PROBLEM REQUIREMENTS: Word for word, give every line of the listing again.

INFORMATION:
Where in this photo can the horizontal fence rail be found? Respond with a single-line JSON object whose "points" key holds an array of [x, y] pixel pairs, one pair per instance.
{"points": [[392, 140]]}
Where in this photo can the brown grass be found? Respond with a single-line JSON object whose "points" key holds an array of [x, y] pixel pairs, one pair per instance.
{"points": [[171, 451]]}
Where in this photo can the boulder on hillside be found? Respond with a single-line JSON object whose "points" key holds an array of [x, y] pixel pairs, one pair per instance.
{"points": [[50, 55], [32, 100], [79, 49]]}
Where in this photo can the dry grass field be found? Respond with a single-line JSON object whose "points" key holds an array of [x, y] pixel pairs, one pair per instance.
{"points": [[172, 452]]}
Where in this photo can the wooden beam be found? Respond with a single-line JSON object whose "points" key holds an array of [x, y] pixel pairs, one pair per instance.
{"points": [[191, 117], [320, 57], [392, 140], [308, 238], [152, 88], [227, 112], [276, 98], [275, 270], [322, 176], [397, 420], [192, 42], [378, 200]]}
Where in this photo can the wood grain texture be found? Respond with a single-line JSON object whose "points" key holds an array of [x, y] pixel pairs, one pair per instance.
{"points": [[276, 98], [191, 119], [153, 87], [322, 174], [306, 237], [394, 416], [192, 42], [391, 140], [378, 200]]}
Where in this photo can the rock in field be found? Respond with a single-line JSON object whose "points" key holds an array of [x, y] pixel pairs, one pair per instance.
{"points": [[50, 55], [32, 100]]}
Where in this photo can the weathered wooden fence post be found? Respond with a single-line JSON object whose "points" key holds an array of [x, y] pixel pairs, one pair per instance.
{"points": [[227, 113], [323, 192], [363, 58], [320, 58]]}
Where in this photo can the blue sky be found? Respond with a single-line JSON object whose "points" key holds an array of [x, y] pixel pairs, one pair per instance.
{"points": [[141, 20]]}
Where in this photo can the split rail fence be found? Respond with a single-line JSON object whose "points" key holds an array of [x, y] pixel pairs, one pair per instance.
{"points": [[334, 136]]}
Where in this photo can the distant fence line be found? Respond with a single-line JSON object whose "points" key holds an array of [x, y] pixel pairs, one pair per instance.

RESPONSE TO THIS TASK:
Where in this photo can the horizontal fence rail be found? Respond with a single-line JSON object whose "points" key holds an array of [x, y] pixel pairs, one pair per instance.
{"points": [[392, 140]]}
Where in this photo can the brown grass be found? Respond with a single-line JSON object whose "points" key holds an array of [x, y] pixel pairs, one pair per instance.
{"points": [[171, 451]]}
Where in this photo can the boulder on hillside be found? Respond with a single-line JSON object whose "points" key holds an array of [x, y] pixel pairs, one pair per instance.
{"points": [[50, 55], [32, 100], [79, 49]]}
Where in this photo can the dry grass field be found? Respond with a single-line JSON object whose "points" key holds an array of [x, y] pixel pairs, one pair per instance.
{"points": [[172, 452]]}
Where in this photo can the wooden beam be found? Respond with a single-line JSON object whose "points" key holds an array of [x, y] pixel pairs, one pair per instance.
{"points": [[191, 117], [320, 57], [392, 140], [308, 238], [152, 88], [227, 112], [276, 98], [275, 270], [322, 176], [397, 420], [192, 42], [378, 200]]}
Where in this photo can the wood grain texture be found? Respond with a single-line JSON object whose "points" key holds an array of [x, y] pixel pairs, one pair per instance.
{"points": [[276, 98], [191, 119], [153, 87], [322, 174], [306, 237], [394, 416], [192, 42], [391, 140], [378, 200]]}
Where in this photo can the rock in field be found? Respond with a single-line JSON object whose "points" key holds an array of [x, y] pixel pairs, one pair per instance.
{"points": [[50, 55], [32, 100]]}
Where in this photo can the weathered wooden fence post be found? Respond with a single-line JSON object whose "points" key holds an array of [x, y] pixel pairs, one pair per instance.
{"points": [[227, 113], [323, 192], [363, 58], [320, 58]]}
Where in this photo can the blue sky be found? Respond with a single-line JSON object whose "points" key holds an array of [x, y] pixel pairs, one pair per instance.
{"points": [[141, 20]]}
Where in this photo can the split rail fence be found? Respond with a single-line JSON object whose "points" key holds an array of [x, y] pixel pairs, one pair per instance.
{"points": [[334, 136]]}
Where in this photo can the distant fence line be found? Respond with a single-line JSON object whose "points" key holds an array of [x, y] pixel pairs, one pair per instance.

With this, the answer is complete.